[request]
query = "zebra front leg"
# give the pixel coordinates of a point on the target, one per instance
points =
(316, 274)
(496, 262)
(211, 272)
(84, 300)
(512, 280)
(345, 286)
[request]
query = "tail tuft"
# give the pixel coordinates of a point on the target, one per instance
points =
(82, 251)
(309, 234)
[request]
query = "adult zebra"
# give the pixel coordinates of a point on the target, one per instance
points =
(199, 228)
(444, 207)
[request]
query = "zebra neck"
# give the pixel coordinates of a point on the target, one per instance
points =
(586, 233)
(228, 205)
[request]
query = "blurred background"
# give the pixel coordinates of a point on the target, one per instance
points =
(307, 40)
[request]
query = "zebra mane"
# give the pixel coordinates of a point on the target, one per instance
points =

--

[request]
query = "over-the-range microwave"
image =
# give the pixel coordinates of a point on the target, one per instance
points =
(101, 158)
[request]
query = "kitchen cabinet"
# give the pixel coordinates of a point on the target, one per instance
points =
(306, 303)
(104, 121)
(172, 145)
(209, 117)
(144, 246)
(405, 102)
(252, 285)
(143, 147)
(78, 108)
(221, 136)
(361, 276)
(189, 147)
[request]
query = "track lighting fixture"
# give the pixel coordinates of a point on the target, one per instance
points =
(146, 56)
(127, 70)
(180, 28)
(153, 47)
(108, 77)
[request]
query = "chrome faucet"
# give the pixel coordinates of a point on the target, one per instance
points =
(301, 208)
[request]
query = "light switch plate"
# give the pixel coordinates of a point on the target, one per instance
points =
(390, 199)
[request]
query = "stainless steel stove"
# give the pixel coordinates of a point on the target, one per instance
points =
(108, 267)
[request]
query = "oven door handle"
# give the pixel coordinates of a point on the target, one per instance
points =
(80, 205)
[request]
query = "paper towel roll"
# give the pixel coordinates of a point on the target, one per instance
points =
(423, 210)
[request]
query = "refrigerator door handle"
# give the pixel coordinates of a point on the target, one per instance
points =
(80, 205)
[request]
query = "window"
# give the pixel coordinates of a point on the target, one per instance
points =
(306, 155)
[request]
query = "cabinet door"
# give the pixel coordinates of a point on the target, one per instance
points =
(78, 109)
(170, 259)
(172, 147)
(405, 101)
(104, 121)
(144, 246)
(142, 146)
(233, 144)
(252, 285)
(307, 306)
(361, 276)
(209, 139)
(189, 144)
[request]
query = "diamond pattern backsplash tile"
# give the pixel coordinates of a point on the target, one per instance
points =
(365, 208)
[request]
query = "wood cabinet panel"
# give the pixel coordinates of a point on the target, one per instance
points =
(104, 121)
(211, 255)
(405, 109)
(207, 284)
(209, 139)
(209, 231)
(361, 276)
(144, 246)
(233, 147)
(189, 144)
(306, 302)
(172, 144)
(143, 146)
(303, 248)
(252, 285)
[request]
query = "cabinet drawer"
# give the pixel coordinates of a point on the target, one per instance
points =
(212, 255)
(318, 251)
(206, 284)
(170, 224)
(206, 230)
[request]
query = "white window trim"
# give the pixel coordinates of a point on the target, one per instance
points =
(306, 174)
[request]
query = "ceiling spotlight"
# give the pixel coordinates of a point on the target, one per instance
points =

### What to do
How many lines in the entries contain the string "door"? Answer with the number only.

### Completed exercise
3